What needs to be done
What you return should match the data below exactly, line for line.

***** Raw data

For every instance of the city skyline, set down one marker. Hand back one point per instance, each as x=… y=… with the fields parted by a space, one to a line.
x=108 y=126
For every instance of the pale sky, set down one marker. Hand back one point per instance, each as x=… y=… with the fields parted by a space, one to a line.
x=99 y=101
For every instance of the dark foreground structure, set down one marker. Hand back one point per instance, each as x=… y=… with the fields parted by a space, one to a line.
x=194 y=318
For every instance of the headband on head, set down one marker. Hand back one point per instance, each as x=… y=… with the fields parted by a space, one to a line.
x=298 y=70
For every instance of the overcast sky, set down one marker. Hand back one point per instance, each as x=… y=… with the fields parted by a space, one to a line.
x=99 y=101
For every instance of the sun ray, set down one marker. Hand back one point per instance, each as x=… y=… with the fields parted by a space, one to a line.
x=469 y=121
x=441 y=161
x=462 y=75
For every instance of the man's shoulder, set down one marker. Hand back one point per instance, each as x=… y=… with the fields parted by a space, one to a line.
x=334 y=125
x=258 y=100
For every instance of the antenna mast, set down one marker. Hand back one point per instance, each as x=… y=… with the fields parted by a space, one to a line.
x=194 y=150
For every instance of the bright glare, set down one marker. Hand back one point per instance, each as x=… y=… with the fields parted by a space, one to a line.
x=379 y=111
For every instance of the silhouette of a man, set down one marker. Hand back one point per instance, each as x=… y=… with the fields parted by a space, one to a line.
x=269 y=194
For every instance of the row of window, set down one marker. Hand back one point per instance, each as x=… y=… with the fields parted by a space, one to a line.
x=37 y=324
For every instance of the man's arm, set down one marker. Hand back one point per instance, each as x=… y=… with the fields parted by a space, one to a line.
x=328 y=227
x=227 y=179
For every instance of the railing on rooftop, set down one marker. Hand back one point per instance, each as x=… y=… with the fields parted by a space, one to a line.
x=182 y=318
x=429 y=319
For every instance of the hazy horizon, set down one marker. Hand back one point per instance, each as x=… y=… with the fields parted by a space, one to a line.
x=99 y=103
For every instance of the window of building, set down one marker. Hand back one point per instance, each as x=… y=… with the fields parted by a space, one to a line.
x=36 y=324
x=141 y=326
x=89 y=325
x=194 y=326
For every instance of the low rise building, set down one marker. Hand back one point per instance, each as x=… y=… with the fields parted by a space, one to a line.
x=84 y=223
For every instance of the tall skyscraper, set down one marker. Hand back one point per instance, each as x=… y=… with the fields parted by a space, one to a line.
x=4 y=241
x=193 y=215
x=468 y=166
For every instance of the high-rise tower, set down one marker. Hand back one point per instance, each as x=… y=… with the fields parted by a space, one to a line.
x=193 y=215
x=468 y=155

**********

Problem solution
For every instance of the city skyline, set down one marker. Hand back one point per instance, each as x=… y=… with the fields parted by a space, one to a line.
x=108 y=126
For every instance of the pale sky, set down one marker. Hand back one point per instance, each as x=… y=… with the fields parted by a space, one to a line.
x=99 y=101
For every instance of the dark foreground structure, set down one marker. Hand back one point per instance, each as x=… y=… with the fields parted by a space, one to a line.
x=194 y=318
For every instance of the headband on head, set down one marker. Hand back one point per instance, each as x=… y=… with the fields parted by a space, one to a line.
x=298 y=70
For every instance of the overcast sky, set down one marker. Hand back one point per instance, each as x=… y=… with the fields parted by a space, one to a line.
x=99 y=101
For every instance of the sun ray, set down one marker. Hand back one point per instance, each as x=… y=… with the fields parted by a space, one to a line.
x=469 y=121
x=441 y=161
x=462 y=75
For every instance of the man's shoulder, set down one marker. Hand back one point per instance, each as x=… y=… with the fields parted by a space, one to a line.
x=334 y=125
x=258 y=100
For every instance of the antenna mast, set down one marker. Hand back one point per instance, each as x=… y=… with the fields parted by a space, one to a line.
x=194 y=150
For every instance of the bright glare, set down one marker. Hand back one point per instance, each as x=… y=… with the fields parted by a space, one to a line.
x=379 y=111
For every instance of the silhouette of a man, set down one marker. Hand back one point per instance, each as x=… y=… with the fields parted by a space, one to a line.
x=269 y=194
For every instance of the row of window, set down one marker. Hand back one point per instance, each as x=… y=… with the fields parted by a space, one to a line.
x=37 y=324
For every instance of the man's arm, set down one marker. Hand back one point per instance, each as x=… y=… with the fields parted by a space, one to a line.
x=328 y=227
x=227 y=179
For every instance of the railing on rooftop, set down one marker. Hand back one point per instance, each as x=… y=… with the fields parted by a space, one to a line.
x=182 y=318
x=429 y=319
For every instance of the hazy horizon, set down one marker. Hand back one point per instance, each as x=… y=… with the fields parted by a space, one to a line.
x=99 y=103
For every instance of the window of building, set down one marker. Hand back one point per instance, each as x=… y=… with the fields parted by a space, one to a line.
x=36 y=324
x=141 y=326
x=89 y=325
x=194 y=326
For every instance of the low rise building, set down one marker. Hand back one point per instance, each as x=… y=… with the fields parted by a space, one to a line.
x=84 y=223
For every instance of the tall skyscraper, set down one marker. Hand back one point per instance, each as x=… y=… with the fields parted by a space, one to a line.
x=4 y=241
x=193 y=215
x=468 y=166
For every instance of the high-rise tower, set down one marker. Hand back one point per instance, each as x=… y=… with the fields parted by a space, one to a line.
x=193 y=215
x=468 y=155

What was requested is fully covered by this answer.